▸ **TO DO**
Copy these lines exactly, from the line containing "Where can you see the gull" through the last line of the records, both ends included, and leave out the pictures.

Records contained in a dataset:
......

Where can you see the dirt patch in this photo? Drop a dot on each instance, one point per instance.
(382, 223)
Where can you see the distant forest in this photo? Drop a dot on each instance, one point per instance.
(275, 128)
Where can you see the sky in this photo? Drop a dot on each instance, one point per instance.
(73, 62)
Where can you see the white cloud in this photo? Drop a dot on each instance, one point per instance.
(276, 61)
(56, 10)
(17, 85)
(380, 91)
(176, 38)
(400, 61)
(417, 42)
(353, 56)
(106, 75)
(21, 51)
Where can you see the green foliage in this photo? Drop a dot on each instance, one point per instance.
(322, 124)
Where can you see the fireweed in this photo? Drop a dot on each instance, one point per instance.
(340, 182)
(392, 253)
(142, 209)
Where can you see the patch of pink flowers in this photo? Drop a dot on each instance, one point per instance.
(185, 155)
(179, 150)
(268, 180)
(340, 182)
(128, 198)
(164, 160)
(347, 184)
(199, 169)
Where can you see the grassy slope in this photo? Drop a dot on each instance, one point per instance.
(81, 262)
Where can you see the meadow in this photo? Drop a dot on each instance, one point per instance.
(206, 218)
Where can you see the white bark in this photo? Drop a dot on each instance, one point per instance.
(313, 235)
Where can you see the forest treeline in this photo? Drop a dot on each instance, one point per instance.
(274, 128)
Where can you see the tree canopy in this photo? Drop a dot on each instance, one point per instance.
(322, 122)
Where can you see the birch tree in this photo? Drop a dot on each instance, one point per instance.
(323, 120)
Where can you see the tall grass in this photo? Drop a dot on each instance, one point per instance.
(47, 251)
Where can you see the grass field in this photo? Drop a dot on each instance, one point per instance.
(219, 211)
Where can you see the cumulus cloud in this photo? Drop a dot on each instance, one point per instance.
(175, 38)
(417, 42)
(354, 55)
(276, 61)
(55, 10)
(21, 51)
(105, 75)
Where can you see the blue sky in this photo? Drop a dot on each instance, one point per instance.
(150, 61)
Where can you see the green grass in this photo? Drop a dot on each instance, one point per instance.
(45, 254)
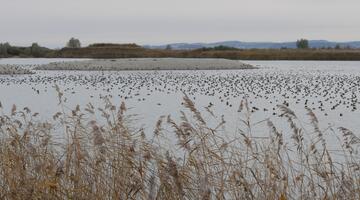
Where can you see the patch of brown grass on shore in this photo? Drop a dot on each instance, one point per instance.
(113, 51)
(110, 159)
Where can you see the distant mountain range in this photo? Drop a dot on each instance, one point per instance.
(256, 45)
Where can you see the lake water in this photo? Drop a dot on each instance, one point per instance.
(331, 89)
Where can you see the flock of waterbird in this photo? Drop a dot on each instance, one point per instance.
(321, 92)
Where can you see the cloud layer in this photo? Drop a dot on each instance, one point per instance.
(51, 22)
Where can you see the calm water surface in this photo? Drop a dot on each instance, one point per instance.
(331, 89)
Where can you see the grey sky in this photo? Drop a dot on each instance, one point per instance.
(53, 22)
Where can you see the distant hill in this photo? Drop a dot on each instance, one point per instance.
(256, 45)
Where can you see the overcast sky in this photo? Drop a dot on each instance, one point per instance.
(52, 22)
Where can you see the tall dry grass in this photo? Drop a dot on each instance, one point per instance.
(109, 158)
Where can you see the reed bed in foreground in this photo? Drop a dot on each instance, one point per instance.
(109, 158)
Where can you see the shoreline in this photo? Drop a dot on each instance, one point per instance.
(142, 64)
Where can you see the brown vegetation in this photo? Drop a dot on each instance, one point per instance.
(121, 51)
(110, 159)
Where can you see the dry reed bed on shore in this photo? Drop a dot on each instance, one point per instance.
(115, 160)
(13, 70)
(147, 64)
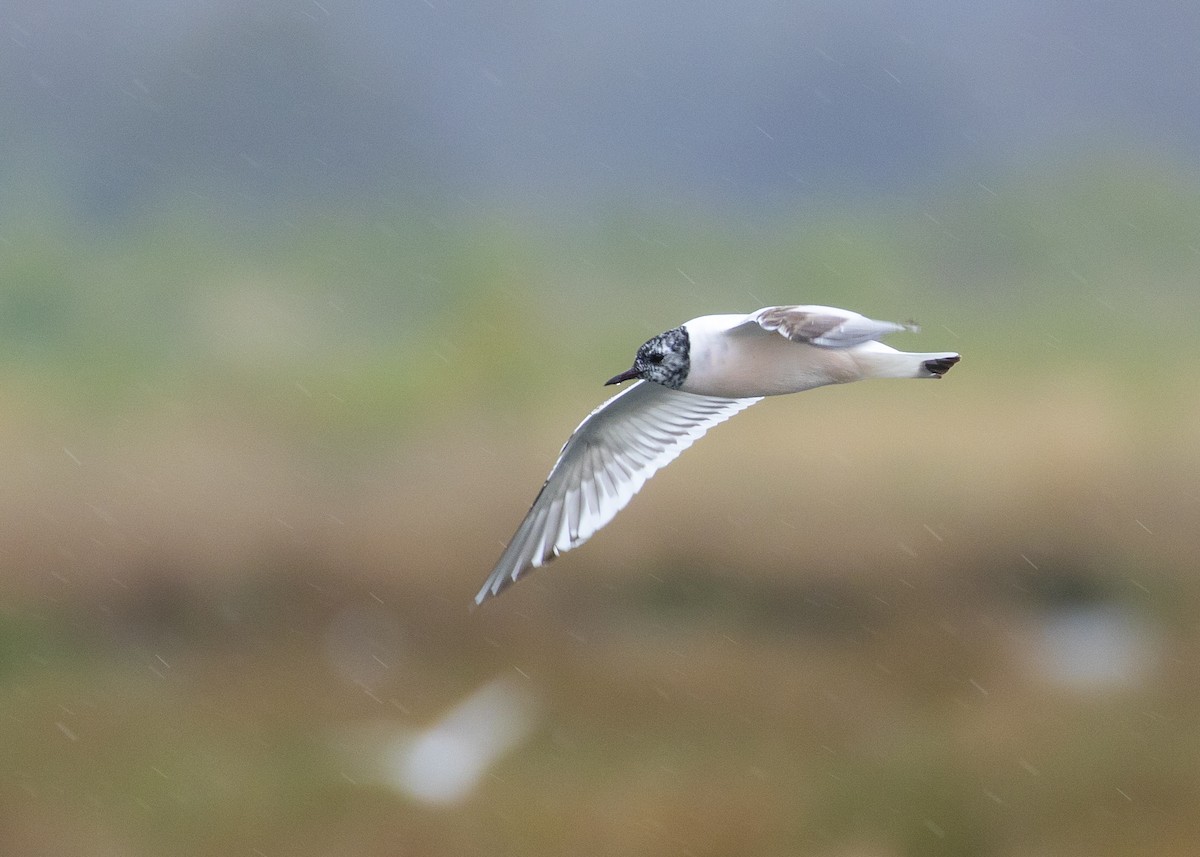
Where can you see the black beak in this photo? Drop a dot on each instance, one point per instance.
(628, 375)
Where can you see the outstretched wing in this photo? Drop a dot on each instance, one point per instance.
(820, 325)
(603, 465)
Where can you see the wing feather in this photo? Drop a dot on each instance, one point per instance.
(601, 466)
(821, 325)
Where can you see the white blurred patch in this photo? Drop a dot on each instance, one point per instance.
(1099, 646)
(444, 763)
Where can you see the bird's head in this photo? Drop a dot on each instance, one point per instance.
(664, 359)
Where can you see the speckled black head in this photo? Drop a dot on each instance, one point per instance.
(663, 359)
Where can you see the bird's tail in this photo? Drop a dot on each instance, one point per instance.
(882, 361)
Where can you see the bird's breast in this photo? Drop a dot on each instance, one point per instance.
(756, 364)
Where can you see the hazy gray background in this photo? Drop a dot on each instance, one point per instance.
(573, 103)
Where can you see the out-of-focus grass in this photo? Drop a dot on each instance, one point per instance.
(217, 441)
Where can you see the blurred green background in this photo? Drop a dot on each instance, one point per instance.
(298, 301)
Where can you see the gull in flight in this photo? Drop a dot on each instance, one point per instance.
(687, 381)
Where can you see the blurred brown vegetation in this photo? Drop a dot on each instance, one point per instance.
(252, 491)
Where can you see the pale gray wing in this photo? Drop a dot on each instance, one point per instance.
(603, 465)
(820, 325)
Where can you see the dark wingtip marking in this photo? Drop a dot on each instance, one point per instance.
(940, 366)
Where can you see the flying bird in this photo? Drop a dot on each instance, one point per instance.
(687, 381)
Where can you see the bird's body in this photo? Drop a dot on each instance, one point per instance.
(690, 378)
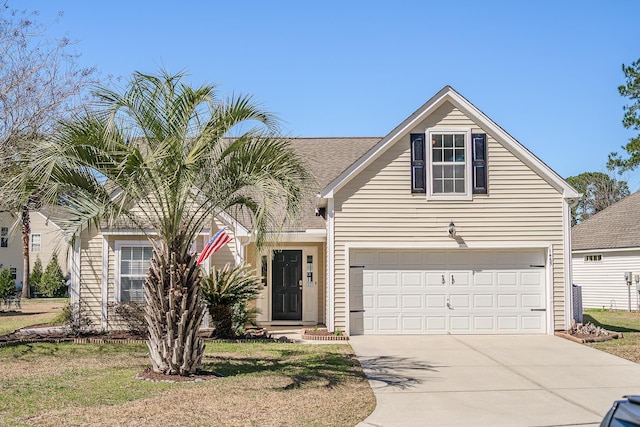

......

▸ **OUTPUT**
Where can you see the gull in flight in this photo? Drop a dot on each instance, one point per instance.
(687, 381)
Where can you see the blurred brown vegetation in this photo? Drop a dot on each instance, one point per instance.
(252, 491)
Where can you see the pale gray wing in this photo? Drop a dot on each instance, one point per instance.
(603, 465)
(820, 325)
Where can you see the dark wingtip marking in this photo? Drop a dot on each instance, one point per instance.
(940, 366)
Where can you see the flying bird in this photo? Drop a dot on each instance, one point per instance.
(687, 381)
Where can you see the bird's body in this photo? Drop a dot on each instance, one point per instance.
(690, 378)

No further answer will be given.